◆ What the task asks
Please return each record below exactly, with nothing left out.

◆ Dataset excerpts
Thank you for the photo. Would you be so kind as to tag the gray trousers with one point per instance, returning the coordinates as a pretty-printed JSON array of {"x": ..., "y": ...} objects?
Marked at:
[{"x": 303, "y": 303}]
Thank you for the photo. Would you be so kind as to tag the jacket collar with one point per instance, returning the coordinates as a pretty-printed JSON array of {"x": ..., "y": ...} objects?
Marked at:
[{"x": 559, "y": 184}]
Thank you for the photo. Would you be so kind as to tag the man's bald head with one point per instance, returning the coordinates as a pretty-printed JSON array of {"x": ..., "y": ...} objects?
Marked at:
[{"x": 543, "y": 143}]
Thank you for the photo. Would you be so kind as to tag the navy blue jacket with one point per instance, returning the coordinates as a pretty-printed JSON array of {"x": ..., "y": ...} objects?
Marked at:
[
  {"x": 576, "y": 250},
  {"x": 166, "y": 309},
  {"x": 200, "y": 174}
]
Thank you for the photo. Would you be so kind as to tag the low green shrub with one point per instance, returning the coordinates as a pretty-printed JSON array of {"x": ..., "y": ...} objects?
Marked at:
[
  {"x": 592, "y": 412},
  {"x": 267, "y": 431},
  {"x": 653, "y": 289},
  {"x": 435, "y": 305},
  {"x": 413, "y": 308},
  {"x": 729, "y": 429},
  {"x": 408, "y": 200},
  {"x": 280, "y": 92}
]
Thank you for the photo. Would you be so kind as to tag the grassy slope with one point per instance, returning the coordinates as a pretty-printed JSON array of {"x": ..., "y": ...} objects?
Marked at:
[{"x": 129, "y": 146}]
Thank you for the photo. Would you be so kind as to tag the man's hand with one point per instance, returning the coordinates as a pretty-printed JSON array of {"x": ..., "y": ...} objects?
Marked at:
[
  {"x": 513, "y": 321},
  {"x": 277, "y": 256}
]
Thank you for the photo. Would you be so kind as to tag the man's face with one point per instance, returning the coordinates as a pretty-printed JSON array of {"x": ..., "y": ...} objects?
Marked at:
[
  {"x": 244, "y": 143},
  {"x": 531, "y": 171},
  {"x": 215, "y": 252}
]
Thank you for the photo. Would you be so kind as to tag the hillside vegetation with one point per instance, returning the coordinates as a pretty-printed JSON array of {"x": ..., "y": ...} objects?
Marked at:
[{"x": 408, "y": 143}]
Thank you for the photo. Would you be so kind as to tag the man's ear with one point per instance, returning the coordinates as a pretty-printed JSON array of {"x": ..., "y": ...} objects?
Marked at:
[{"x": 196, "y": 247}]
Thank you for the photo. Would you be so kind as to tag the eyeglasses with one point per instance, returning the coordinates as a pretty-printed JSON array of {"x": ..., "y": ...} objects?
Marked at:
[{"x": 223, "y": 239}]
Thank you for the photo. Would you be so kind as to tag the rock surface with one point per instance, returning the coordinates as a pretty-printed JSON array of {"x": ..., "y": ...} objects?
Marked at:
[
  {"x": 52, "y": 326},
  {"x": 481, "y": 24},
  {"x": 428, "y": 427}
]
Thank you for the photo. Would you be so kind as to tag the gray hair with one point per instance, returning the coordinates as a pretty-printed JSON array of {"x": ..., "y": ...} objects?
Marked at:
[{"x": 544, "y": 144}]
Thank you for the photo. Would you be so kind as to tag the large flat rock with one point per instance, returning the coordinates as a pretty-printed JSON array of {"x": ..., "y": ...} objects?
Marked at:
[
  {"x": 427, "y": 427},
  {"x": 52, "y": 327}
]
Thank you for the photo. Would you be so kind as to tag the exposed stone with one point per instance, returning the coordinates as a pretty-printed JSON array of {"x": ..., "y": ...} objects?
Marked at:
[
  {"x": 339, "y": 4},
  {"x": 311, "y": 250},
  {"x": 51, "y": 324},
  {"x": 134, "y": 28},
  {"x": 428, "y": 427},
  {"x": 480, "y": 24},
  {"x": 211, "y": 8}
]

◆ Solution below
Thank you for the photo. Would you be so kind as to tag the gray trousers with one point per instance, returning the coordinates as a pretty-printed JSON array of {"x": ..., "y": ...} objects?
Marked at:
[{"x": 303, "y": 303}]
Thank you for the photo. Would you be so kind as to tag the jacket collar with one point per instance, returning the coordinates as a pretty-printed JSON array of {"x": ..., "y": ...} objects?
Marked at:
[{"x": 559, "y": 184}]
Thank you for the photo. Would you be so kind as to tag the man's bald head with one point per instance, returning the coordinates as a pretty-printed JSON array of {"x": ..., "y": ...} objects?
Marked at:
[{"x": 543, "y": 143}]
Thank you for the photo. Would you be so kind as to tag the navy blue jacket with one point per instance, returning the coordinates as a pretty-printed JSON array of {"x": ..., "y": ...} objects?
Marked at:
[
  {"x": 576, "y": 250},
  {"x": 166, "y": 309},
  {"x": 200, "y": 174}
]
Thank you for the photo. Would you be so kind as to tag the low green shrub with one point per instance, returning the coordinates as a pretty-printed JSON array of {"x": ..., "y": ...} objects?
Marked at:
[
  {"x": 592, "y": 412},
  {"x": 267, "y": 431},
  {"x": 653, "y": 289},
  {"x": 435, "y": 305},
  {"x": 413, "y": 308},
  {"x": 729, "y": 429},
  {"x": 408, "y": 200},
  {"x": 280, "y": 92}
]
Thank you for the photo. Would you be so kind as to tag the grassy slope with one point per instance, returning the coordinates as a pretty-printed JSON array of {"x": ..., "y": ...} objects?
Marked at:
[{"x": 129, "y": 146}]
Thank you for the photo. Would you be so kind as to tag the man's hand with one point per instance, returning the coordinates as a pretty-printed JSON array of {"x": ..., "y": ...} objects?
Marked at:
[
  {"x": 513, "y": 321},
  {"x": 277, "y": 256}
]
Thank you for the photo. Would you be so kind as to tag the man's face with one point per instance, returning the coordinates as a pretty-printed JSON array of {"x": ..., "y": ...} objects?
Marked at:
[
  {"x": 244, "y": 143},
  {"x": 531, "y": 171},
  {"x": 215, "y": 252}
]
Thank you for the photo. Would you be so kind as to tag the hillside vegetation with one point per instance, returning the coordinates as a pretty-printed JSON array of {"x": ..., "y": ...} objects?
Marked at:
[{"x": 408, "y": 143}]
Thank you for the photo. Would you be so kind as to tag the man's ear with one point per instance, returning the coordinates as a pretty-printed JSON array of {"x": ..., "y": ...} objects?
Marked at:
[{"x": 196, "y": 247}]
Thank you for the photo. Would you be so kind as to tag the eyeglasses with one point per instance, returning the coordinates as a pretty-printed JSON array of {"x": ..., "y": ...} objects?
Marked at:
[{"x": 223, "y": 239}]
Thank you for the photo. Would you be so kind as to tag the rock surface with one point per instance, returning the coordinates as a pretty-printed JSON array of {"x": ..., "y": ...} objects?
Marked at:
[
  {"x": 52, "y": 326},
  {"x": 481, "y": 24},
  {"x": 428, "y": 427}
]
Thank you for the photo. Would you be so kind as to tag the gray hair with one point per instance, returning the coordinates as a pretty-printed JSON array of {"x": ..., "y": ...} objects?
Marked at:
[{"x": 544, "y": 144}]
Thank you for the photo. Would you be so kind as to tag the large flat rock with one point per instance, returning the coordinates as a pretty-printed JSON array of {"x": ..., "y": ...} objects?
Marked at:
[
  {"x": 427, "y": 427},
  {"x": 52, "y": 327}
]
Thank you for the photo. Would you be so kind as to tag the exposed stone with one point per instance, returning the coordinates as a pretty-printed JSON array of {"x": ..., "y": ...} objects?
Marked at:
[
  {"x": 339, "y": 4},
  {"x": 311, "y": 250},
  {"x": 51, "y": 324},
  {"x": 134, "y": 28},
  {"x": 428, "y": 427},
  {"x": 480, "y": 24},
  {"x": 211, "y": 8}
]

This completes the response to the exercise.